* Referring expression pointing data
===============

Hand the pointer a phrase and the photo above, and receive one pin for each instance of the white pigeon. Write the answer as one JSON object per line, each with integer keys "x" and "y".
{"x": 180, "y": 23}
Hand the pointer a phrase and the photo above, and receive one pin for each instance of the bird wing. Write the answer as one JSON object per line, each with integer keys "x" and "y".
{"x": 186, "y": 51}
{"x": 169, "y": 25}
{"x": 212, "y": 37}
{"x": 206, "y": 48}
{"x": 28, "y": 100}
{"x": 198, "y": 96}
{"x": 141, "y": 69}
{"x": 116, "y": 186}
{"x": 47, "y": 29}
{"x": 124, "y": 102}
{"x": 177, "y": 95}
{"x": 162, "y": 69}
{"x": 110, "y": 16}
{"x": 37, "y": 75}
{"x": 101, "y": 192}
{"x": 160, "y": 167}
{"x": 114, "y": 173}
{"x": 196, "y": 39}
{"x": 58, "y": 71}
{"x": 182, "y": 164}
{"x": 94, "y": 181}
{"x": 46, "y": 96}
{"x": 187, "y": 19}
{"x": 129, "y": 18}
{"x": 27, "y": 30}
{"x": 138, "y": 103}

===============

* Task prompt
Look above for the line containing "of the bird". Return it and each line after it exactly, through the last line, and nothing more.

* Task output
Hand the pointer a phrase and the photo above, and receive one pin for each instance of the bird wing. Write the answer as one JSON object per line, each with integer keys "x" and "y".
{"x": 186, "y": 51}
{"x": 169, "y": 25}
{"x": 212, "y": 37}
{"x": 206, "y": 48}
{"x": 28, "y": 100}
{"x": 198, "y": 96}
{"x": 141, "y": 69}
{"x": 116, "y": 186}
{"x": 47, "y": 29}
{"x": 124, "y": 102}
{"x": 177, "y": 95}
{"x": 162, "y": 69}
{"x": 110, "y": 16}
{"x": 37, "y": 75}
{"x": 101, "y": 192}
{"x": 160, "y": 167}
{"x": 114, "y": 173}
{"x": 196, "y": 39}
{"x": 58, "y": 71}
{"x": 182, "y": 164}
{"x": 94, "y": 181}
{"x": 46, "y": 96}
{"x": 187, "y": 19}
{"x": 129, "y": 18}
{"x": 27, "y": 30}
{"x": 138, "y": 103}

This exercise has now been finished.